+++ SELECTED EXTRACT

Immunosuppressive drugs used to treat psoriasis may be associated with an increased risk of cancer, including breast, prostate and non-melanoma skin cancer. However, a recent analysis suggests that Stelara patients may be at an even higher risk for malignancies compared to patients using other psoriasis treatments, such as Enbrel, Remicade and Humira.
The nationwide law firm of Bernstein Liebhard LLP is investigating the possible link between Stelara and cancer. If you or a loved one were diagnosed with any form of cancer that could be associated with Stelara, please contact our office today at (888) 994-5118 to learn more about your legal rights.
Stelara is the first and only interleukin 12/23 inhibitor approved for use in the U.S. It is indicated to treat adults with plaque psoriasis, psoriatic arthritis, or Crohn’s disease. Stelara targets the immune system, and inhibits two proteins, IL-12 and IL-23, in order to reduce the inflammation that causes the symptoms associated with these diseases.
Since its launch in 2009, the Stelara label has undergone two updates relating to cancer. In January 2013, the “Warnings and Precautions” section of the prescribing information was modified to note post-marketing reports of the rapid appearance of multiple cutaneous squamous cell carcinomas in patient who had pre-existing risk factors for developing non-melanoma skin cancer. The label advised that all patients receiving Stelara should be monitored for the appearance of non-melanoma skin cancer. Patients greater than 60 years of age, those with a medical history of prolonged immunosuppressant therapy and those with a history of PUVA treatment should be followed closely.

++++++
+++ STORED DATA

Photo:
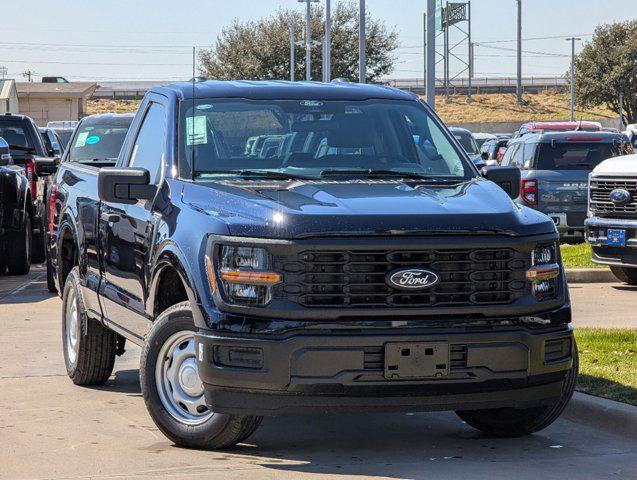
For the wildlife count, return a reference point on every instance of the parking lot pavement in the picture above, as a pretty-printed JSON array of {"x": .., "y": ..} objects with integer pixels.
[{"x": 50, "y": 428}]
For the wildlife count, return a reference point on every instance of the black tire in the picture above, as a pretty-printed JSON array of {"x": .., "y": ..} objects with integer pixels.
[
  {"x": 19, "y": 245},
  {"x": 625, "y": 274},
  {"x": 214, "y": 431},
  {"x": 50, "y": 283},
  {"x": 38, "y": 254},
  {"x": 511, "y": 422},
  {"x": 91, "y": 363}
]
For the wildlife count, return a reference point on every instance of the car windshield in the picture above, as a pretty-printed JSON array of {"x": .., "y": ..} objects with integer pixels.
[
  {"x": 99, "y": 139},
  {"x": 313, "y": 139},
  {"x": 467, "y": 141},
  {"x": 574, "y": 156},
  {"x": 18, "y": 138}
]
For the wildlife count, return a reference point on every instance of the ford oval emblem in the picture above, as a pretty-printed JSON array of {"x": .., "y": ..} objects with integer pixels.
[
  {"x": 620, "y": 196},
  {"x": 412, "y": 279}
]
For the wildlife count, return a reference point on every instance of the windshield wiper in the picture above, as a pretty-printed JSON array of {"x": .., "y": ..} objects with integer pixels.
[
  {"x": 258, "y": 173},
  {"x": 21, "y": 148},
  {"x": 370, "y": 172}
]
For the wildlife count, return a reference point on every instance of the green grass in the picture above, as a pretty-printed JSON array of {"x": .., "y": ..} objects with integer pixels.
[
  {"x": 578, "y": 256},
  {"x": 608, "y": 363}
]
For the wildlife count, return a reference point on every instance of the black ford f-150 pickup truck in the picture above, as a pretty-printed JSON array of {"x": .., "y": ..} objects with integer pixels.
[{"x": 286, "y": 247}]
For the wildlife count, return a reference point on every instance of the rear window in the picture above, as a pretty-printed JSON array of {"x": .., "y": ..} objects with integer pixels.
[{"x": 574, "y": 156}]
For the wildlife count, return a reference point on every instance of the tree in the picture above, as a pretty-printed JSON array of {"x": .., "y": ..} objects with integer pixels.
[
  {"x": 607, "y": 67},
  {"x": 260, "y": 50}
]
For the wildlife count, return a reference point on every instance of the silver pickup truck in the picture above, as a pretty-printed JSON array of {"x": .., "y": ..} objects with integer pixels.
[{"x": 611, "y": 227}]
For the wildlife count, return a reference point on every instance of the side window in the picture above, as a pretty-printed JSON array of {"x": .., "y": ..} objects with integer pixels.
[
  {"x": 150, "y": 145},
  {"x": 507, "y": 160}
]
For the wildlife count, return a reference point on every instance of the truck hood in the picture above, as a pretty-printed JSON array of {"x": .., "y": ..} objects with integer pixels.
[
  {"x": 368, "y": 207},
  {"x": 624, "y": 166}
]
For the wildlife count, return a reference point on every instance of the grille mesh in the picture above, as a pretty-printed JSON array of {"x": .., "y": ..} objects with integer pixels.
[
  {"x": 356, "y": 279},
  {"x": 600, "y": 196}
]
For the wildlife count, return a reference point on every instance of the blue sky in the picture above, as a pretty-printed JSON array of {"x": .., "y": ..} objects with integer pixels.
[{"x": 150, "y": 39}]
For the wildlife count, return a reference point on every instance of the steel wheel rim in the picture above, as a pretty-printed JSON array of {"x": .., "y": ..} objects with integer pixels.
[
  {"x": 177, "y": 379},
  {"x": 71, "y": 328}
]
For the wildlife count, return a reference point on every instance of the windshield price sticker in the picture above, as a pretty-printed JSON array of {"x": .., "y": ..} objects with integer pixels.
[{"x": 196, "y": 132}]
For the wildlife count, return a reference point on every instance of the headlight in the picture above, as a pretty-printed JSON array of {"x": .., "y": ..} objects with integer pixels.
[
  {"x": 544, "y": 271},
  {"x": 246, "y": 275}
]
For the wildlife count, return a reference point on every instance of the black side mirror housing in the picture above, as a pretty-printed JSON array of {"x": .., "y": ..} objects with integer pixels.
[
  {"x": 45, "y": 165},
  {"x": 125, "y": 185},
  {"x": 507, "y": 178}
]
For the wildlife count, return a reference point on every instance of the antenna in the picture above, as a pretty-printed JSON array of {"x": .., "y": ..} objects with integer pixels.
[{"x": 192, "y": 126}]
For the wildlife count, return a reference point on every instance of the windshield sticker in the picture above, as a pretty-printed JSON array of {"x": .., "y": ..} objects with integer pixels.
[
  {"x": 196, "y": 132},
  {"x": 81, "y": 139}
]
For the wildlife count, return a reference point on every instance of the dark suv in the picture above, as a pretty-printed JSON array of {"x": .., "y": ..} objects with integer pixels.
[{"x": 555, "y": 168}]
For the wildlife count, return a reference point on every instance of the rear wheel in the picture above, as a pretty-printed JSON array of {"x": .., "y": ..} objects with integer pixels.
[
  {"x": 513, "y": 422},
  {"x": 174, "y": 393},
  {"x": 625, "y": 274},
  {"x": 89, "y": 347},
  {"x": 18, "y": 249}
]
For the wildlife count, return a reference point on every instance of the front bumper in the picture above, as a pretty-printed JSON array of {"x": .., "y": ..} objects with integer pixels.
[
  {"x": 596, "y": 228},
  {"x": 328, "y": 370}
]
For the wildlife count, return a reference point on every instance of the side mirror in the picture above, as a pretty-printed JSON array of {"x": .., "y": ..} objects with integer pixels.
[
  {"x": 45, "y": 165},
  {"x": 507, "y": 178},
  {"x": 124, "y": 185},
  {"x": 5, "y": 154}
]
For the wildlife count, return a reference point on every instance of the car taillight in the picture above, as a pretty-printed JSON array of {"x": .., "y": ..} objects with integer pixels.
[
  {"x": 529, "y": 192},
  {"x": 54, "y": 191},
  {"x": 30, "y": 170}
]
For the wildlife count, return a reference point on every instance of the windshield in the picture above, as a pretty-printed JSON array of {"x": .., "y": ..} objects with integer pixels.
[
  {"x": 467, "y": 141},
  {"x": 99, "y": 140},
  {"x": 316, "y": 139},
  {"x": 18, "y": 137},
  {"x": 574, "y": 156}
]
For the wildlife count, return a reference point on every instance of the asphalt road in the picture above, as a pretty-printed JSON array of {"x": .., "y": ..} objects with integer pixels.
[{"x": 50, "y": 428}]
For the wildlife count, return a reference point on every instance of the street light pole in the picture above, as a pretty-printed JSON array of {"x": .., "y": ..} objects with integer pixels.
[
  {"x": 362, "y": 41},
  {"x": 308, "y": 38},
  {"x": 573, "y": 40}
]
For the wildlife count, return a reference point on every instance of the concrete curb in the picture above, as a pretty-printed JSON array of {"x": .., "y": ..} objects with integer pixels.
[
  {"x": 614, "y": 417},
  {"x": 590, "y": 275}
]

++++++

● **TASKS TO CARRY OUT**
1. According to the text on Stelara and cancer, which two proteins does Stelara inhibit?
2. Write the next part of the text on Stelara and cancer, continuing after its final sentence.

● **SOLVED TASKS**
1. IL-12 and IL-23

2.
In May of that year, the label’s “Adverse Reactions,” the Stelara label was updated to state the following:
In the controlled and non-controlled portions of psoriasis clinical trials (median follow up of 3.2 years, representing 8998 subject-years of exposure), 1.7% of STELARA-treated subjects reported malignancies excluding non-melanoma skin cancers (0.60 per hundred subject-years of follow‑up). Non-melanoma skin cancer was reported in 1.5% of STELARA-treated subjects (0.52 per hundred subject-years of follow-up) [see Warnings and Precautions (5.4)]. The most frequently observed malignancies other than non-melanoma skin cancer during the clinical trials were: prostate, melanoma, colorectal and breast.
In April 2016, an analysis conducted by the Institute for Safe Medication Practices suggested that the risk of cancer among patients using Stelara was 15 times higher than those taking another psoriasis treatment called Otezla, which does not have an immunosuppressant effect. By contrast, patients using immunosuppressant TNF blockers like Enbrel, Remicade and Humira were only five times more likely to develop cancer compared to Otezla users.
For the review, the ISMP looked at all adverse event reports made to the U.S. Food & Drug Administration (FDA) database during the 12 months ending September 30, 2015. Stelara was named in a total of 3,250 adverse events during that time, of which 296 (9.1%) involved cancer. TNF blockers were associated with 25,920 reports in total, including 882 (3.4%) cancer cases. The most frequently reported cancers for psoriasis medications overall included non-melanoma skin cancers, prostate cancer, and breast cancer.